▶ **EXERCISE TASK**:
Reproduce each line exactly, including spacing and punctuation.

▶ **MATERIAL**:
★ ★ ★ ★
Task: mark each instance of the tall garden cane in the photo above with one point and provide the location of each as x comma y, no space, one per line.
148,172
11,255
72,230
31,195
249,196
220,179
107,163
★ ★ ★ ★
▶ **FINAL RESULT**:
Task: mark each instance of the tall garden cane in the photo above with one point and provide the location of each as x comma y, no space, one per line.
148,172
11,255
72,230
31,195
249,196
220,179
107,163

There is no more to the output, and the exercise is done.